> _Recorded information_:
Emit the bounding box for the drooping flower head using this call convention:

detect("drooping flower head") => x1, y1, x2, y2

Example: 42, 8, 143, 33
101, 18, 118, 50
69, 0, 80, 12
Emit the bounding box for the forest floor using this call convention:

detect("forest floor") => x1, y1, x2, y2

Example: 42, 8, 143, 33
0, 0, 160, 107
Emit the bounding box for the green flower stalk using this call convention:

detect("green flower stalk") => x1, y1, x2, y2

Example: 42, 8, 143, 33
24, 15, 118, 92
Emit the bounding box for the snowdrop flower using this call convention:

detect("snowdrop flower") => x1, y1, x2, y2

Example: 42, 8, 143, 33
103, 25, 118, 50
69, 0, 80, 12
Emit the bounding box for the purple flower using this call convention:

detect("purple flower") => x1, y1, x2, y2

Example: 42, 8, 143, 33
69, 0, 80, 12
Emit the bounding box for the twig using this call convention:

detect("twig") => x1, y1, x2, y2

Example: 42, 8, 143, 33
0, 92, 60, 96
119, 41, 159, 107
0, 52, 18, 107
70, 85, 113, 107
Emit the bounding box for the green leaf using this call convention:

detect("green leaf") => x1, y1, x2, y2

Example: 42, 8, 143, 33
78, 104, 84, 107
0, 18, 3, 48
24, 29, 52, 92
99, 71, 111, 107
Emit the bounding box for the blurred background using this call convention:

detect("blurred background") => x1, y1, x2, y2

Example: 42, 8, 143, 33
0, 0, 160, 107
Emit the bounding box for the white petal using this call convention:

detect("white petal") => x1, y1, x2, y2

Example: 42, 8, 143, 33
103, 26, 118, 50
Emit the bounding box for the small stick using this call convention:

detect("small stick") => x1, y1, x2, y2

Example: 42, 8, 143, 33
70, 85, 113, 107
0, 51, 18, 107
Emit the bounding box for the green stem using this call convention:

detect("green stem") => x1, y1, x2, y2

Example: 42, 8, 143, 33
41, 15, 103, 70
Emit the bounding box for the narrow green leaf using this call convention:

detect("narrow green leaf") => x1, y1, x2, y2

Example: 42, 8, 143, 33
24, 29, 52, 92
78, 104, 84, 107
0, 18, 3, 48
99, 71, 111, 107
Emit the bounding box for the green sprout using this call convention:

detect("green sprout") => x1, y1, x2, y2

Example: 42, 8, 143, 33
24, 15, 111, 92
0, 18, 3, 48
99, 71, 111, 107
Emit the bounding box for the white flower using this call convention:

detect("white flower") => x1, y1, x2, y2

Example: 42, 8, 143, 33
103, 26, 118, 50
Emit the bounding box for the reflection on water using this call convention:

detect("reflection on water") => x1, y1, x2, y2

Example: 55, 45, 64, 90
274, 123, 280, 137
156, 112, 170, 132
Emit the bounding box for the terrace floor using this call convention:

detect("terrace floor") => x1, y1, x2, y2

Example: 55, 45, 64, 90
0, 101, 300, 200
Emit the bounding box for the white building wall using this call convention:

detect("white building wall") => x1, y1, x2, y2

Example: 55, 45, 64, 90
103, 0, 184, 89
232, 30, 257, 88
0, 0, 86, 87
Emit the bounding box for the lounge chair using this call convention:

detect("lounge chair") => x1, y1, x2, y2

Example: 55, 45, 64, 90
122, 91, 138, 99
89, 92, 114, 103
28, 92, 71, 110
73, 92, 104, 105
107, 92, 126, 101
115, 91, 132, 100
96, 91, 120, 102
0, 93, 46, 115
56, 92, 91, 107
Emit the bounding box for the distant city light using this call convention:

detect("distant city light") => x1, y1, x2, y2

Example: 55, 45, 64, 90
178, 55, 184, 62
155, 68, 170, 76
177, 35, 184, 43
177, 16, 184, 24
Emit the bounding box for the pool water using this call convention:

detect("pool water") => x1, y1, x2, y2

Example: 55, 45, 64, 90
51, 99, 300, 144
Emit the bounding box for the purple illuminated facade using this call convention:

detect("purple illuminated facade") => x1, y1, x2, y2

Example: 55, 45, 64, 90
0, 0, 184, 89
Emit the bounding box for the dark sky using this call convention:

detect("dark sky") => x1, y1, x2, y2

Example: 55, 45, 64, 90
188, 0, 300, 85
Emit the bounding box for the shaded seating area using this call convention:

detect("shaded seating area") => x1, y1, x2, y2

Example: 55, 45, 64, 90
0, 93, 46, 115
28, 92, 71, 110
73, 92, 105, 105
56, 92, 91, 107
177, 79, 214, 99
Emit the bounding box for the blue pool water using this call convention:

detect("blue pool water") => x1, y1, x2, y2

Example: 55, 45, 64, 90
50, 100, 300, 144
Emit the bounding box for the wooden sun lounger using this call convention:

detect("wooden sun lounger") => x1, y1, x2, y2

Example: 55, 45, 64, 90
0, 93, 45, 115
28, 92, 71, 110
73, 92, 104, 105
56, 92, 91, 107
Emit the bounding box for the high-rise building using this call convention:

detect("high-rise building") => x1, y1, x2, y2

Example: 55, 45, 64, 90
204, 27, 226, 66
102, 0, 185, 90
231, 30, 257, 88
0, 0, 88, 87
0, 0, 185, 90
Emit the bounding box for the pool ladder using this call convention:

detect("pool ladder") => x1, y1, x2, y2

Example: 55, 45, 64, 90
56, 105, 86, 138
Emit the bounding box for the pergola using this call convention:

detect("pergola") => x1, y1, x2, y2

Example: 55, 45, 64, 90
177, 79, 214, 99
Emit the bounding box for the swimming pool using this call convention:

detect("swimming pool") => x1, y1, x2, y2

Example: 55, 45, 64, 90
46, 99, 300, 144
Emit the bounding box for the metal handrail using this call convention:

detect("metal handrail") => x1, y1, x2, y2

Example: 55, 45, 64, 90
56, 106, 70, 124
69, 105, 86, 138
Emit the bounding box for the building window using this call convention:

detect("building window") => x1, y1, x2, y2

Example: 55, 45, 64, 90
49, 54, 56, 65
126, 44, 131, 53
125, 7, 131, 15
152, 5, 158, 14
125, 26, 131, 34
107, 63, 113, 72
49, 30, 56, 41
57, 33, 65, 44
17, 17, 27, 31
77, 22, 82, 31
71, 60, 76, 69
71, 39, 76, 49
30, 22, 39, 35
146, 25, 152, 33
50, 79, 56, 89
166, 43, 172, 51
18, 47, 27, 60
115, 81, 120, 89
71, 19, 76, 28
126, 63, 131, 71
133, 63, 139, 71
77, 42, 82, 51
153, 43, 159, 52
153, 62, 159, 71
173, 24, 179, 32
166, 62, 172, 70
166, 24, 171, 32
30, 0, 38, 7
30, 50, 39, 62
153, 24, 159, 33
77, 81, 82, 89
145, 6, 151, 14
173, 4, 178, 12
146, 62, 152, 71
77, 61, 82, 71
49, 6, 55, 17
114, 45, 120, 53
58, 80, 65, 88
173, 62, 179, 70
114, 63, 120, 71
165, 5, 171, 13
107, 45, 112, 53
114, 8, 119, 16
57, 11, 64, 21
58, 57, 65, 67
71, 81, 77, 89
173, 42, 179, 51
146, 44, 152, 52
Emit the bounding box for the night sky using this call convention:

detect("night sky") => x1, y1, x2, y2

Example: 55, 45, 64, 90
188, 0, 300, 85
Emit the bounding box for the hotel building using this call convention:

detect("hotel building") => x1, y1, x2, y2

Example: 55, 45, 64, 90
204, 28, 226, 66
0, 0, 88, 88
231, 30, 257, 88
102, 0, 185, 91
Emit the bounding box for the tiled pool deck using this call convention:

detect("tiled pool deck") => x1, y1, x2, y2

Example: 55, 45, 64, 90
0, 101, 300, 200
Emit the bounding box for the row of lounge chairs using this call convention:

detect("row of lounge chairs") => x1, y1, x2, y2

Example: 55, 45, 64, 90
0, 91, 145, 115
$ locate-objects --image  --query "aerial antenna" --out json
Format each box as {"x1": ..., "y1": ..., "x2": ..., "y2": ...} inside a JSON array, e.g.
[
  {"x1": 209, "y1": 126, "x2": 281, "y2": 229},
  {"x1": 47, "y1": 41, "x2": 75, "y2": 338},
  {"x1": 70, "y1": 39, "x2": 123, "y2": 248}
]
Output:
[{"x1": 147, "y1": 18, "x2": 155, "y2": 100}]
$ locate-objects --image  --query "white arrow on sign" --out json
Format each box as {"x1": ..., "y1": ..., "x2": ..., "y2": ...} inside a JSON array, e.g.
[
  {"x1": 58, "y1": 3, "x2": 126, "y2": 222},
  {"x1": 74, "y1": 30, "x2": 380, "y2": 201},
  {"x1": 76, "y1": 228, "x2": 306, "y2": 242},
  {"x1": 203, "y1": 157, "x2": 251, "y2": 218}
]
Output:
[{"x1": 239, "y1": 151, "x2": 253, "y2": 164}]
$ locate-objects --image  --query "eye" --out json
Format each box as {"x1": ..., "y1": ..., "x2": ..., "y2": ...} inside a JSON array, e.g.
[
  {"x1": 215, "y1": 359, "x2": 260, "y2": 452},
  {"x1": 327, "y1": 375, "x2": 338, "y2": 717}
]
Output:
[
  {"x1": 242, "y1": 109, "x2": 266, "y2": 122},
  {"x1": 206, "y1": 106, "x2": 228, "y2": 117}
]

> _Work to be completed_:
Present the lines from the entries above as a numbered list, one line per item with blank lines left out, beginning at the line that contains "Emit the bounding box for the distant" and stopping after the line that contains "50, 100, 300, 144".

> _Output of the task_:
1. Emit the bounding box for the distant city light using this call convention:
2. detect("distant city light") => x1, y1, x2, y2
3. Example: 55, 45, 64, 90
4. 178, 55, 184, 62
5. 155, 68, 170, 76
6. 177, 35, 184, 43
7. 177, 16, 184, 24
8. Emit the bounding box for the pool water using this call convention:
9. detect("pool water") => x1, y1, x2, y2
10. Example: 55, 45, 64, 90
11. 51, 99, 300, 144
12. Emit the bounding box for the purple illuminated facade using this call convention:
13. detect("purple illuminated facade") => x1, y1, x2, y2
14. Example: 55, 45, 64, 90
15. 0, 0, 184, 89
16. Emit the bounding box for the dark sky using this call convention:
17. detect("dark sky") => x1, y1, x2, y2
18. Example: 55, 45, 64, 90
19. 188, 0, 300, 85
20. Emit the bounding box for the shaded seating area using this call convention:
21. detect("shaded seating area") => x1, y1, x2, y2
22. Example: 55, 45, 64, 90
23. 0, 93, 46, 115
24. 28, 92, 71, 110
25. 73, 92, 105, 105
26. 56, 92, 91, 107
27. 177, 79, 214, 99
28. Emit the bounding box for the blue pool water using this call convention:
29. detect("blue pool water") => x1, y1, x2, y2
30. Example: 55, 45, 64, 90
31. 50, 100, 300, 144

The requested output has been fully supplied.